For the entries that follow, restate word for word the line containing "of the green", the line containing "x=350, y=460", and every line that lies between them.

>>>>>

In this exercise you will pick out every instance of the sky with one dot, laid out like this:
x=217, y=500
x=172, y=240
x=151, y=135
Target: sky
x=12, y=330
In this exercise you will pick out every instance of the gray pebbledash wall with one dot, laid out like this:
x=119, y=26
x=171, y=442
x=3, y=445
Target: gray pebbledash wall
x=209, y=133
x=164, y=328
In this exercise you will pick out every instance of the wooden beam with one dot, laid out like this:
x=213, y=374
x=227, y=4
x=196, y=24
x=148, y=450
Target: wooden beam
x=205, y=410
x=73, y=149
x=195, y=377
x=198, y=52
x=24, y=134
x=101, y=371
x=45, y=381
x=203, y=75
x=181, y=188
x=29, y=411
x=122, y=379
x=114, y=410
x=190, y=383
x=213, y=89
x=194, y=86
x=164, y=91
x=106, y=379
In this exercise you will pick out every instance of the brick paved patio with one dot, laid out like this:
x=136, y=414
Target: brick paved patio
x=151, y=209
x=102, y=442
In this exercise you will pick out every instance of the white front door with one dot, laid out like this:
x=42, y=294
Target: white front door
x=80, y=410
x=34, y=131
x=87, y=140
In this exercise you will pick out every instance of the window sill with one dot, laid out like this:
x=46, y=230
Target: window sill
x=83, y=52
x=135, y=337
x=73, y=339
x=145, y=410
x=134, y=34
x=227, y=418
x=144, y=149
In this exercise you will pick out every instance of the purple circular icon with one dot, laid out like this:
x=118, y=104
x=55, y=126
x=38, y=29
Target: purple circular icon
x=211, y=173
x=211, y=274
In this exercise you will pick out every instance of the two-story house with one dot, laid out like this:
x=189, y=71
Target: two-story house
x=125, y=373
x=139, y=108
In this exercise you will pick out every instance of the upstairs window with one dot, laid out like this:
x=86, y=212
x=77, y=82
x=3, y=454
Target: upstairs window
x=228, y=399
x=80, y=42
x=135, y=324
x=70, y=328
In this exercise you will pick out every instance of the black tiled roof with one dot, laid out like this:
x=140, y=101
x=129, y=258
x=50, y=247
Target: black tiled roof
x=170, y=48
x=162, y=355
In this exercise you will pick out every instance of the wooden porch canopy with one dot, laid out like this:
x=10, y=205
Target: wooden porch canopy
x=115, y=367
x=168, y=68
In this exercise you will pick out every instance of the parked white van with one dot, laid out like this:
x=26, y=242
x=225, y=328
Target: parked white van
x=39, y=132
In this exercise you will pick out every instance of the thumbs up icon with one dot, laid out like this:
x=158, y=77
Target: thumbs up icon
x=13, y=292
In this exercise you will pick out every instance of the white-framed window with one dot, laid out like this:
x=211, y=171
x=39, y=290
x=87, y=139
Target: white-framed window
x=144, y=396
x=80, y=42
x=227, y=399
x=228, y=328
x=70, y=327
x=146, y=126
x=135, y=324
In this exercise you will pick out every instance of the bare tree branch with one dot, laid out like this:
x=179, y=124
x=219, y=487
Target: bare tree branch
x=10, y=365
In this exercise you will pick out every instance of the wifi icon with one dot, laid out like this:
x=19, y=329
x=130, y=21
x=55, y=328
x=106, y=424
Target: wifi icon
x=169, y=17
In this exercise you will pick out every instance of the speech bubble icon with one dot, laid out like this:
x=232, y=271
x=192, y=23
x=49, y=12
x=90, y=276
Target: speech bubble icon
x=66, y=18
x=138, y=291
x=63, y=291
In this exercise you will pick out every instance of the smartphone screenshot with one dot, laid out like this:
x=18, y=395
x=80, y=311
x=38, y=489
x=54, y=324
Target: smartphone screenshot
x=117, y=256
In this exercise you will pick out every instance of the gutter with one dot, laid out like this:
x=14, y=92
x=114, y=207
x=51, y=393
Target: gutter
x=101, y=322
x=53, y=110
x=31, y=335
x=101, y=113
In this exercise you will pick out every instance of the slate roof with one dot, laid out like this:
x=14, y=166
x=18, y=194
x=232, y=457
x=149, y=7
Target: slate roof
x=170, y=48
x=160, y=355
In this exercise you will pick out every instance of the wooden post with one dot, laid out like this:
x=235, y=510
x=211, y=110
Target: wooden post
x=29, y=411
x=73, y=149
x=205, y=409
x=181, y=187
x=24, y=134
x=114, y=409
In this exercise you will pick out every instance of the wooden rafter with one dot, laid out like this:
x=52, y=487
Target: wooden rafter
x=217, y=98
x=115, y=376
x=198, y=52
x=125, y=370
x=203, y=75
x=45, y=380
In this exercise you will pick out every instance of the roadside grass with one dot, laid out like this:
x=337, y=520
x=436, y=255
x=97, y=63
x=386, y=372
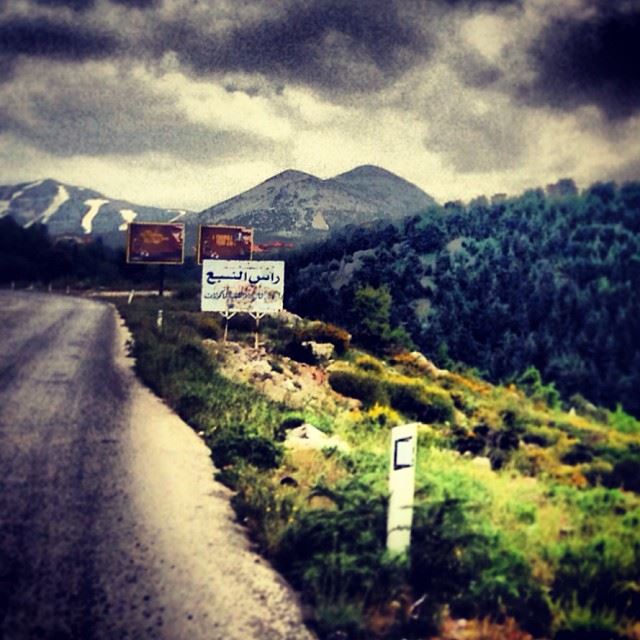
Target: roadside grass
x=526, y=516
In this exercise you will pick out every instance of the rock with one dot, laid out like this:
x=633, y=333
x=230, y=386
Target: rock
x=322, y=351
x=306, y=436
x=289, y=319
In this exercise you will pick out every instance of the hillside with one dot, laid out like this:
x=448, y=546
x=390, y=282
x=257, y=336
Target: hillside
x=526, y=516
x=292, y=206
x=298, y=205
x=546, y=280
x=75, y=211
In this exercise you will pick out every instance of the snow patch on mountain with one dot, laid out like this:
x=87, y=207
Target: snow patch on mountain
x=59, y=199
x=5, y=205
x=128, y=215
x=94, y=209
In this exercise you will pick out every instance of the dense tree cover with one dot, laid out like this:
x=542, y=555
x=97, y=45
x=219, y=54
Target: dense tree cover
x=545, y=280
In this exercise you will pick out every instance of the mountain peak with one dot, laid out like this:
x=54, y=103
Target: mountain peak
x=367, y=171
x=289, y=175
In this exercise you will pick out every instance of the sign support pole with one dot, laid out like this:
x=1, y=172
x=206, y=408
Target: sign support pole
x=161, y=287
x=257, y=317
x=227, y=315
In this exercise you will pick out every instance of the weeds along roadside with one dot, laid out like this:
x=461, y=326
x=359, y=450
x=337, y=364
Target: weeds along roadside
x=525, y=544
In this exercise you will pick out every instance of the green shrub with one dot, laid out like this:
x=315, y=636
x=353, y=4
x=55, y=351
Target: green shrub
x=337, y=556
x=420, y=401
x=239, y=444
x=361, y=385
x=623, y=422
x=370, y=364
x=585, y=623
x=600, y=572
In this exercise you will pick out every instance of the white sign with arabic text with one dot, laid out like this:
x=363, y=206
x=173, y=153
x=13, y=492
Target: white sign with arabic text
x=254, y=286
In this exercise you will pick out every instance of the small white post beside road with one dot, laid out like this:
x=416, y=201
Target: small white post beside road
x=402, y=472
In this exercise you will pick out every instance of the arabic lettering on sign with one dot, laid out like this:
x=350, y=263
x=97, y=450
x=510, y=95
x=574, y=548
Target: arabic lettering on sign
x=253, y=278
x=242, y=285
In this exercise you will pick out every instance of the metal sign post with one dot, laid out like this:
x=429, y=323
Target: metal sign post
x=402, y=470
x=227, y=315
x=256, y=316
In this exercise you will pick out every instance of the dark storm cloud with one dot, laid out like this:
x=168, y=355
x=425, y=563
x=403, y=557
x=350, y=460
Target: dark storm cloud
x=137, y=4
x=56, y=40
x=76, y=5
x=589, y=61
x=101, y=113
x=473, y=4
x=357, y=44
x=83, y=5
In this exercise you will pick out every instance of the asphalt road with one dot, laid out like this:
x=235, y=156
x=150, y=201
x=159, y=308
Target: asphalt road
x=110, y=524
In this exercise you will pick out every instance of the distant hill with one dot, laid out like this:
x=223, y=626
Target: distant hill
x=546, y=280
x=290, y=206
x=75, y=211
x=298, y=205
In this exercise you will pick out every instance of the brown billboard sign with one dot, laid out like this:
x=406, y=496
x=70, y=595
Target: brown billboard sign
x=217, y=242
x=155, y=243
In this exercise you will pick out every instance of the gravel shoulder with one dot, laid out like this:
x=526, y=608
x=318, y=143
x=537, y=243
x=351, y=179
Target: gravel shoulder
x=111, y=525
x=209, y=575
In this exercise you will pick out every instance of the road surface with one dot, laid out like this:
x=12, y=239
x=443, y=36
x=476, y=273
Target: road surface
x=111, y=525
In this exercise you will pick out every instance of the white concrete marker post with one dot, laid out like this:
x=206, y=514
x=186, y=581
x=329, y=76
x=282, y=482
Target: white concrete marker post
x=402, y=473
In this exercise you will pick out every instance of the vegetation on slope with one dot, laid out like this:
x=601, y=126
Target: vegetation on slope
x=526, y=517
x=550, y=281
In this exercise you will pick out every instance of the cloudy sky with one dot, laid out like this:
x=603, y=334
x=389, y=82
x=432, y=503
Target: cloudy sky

<<<<<
>>>>>

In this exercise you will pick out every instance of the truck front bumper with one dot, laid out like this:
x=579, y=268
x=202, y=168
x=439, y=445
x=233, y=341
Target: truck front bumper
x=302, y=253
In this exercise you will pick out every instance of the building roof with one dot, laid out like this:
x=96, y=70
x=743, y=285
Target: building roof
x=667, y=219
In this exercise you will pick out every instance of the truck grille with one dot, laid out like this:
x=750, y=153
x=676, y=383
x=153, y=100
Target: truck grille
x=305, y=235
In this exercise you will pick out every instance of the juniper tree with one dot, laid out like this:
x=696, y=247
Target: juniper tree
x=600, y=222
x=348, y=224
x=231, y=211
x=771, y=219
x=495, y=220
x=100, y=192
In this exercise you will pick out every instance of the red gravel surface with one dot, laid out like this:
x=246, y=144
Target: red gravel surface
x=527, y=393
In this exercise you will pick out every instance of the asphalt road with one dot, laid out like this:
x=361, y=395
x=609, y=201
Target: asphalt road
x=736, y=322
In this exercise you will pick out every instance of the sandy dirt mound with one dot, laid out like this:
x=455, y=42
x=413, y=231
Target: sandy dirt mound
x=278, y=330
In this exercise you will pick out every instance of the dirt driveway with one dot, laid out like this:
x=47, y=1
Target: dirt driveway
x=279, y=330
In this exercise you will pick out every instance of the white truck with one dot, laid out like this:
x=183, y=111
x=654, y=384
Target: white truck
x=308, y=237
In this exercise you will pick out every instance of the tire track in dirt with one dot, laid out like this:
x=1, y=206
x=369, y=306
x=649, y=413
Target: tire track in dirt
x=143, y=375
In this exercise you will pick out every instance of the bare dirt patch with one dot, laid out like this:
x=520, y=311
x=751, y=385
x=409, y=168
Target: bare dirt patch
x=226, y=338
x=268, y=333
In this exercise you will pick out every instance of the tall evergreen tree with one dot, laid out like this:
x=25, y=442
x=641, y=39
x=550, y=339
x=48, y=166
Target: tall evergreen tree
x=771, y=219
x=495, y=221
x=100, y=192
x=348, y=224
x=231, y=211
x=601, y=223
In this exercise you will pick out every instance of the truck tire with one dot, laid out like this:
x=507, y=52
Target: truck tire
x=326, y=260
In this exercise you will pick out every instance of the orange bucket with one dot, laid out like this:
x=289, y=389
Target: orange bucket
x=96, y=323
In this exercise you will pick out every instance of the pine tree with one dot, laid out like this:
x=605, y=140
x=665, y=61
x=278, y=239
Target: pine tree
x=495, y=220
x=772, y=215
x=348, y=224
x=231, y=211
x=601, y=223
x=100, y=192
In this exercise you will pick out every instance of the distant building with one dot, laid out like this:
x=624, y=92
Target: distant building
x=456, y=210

<<<<<

- Exercise solution -
In this exercise you will pick out every instance of the green shrub with one dot, laid out like this:
x=315, y=636
x=353, y=4
x=55, y=351
Target: green shrub
x=337, y=556
x=420, y=401
x=239, y=444
x=361, y=385
x=623, y=422
x=370, y=364
x=585, y=623
x=600, y=572
In this exercise you will pick out every instance of the white sign with arabic text with one dot, laid out like this:
x=363, y=206
x=173, y=153
x=13, y=492
Target: white sign with arabic text
x=254, y=286
In this exercise you will pick out every instance of the small white post beside road with one dot, laid out like this:
x=416, y=201
Target: small white post beside road
x=402, y=472
In this exercise you will pick out every instance of the arabic lettering on sign with one dot, laid out like this:
x=350, y=263
x=97, y=450
x=510, y=95
x=574, y=548
Target: arabic lettering on sign
x=253, y=278
x=242, y=285
In this exercise you will pick out every instance of the metal sign post with one dot, laid out like this:
x=429, y=323
Target: metal sign post
x=402, y=470
x=227, y=315
x=256, y=316
In this exercise you will pick out every instance of the dark storm cloud with one dot, laid out like this:
x=168, y=355
x=425, y=563
x=403, y=557
x=350, y=460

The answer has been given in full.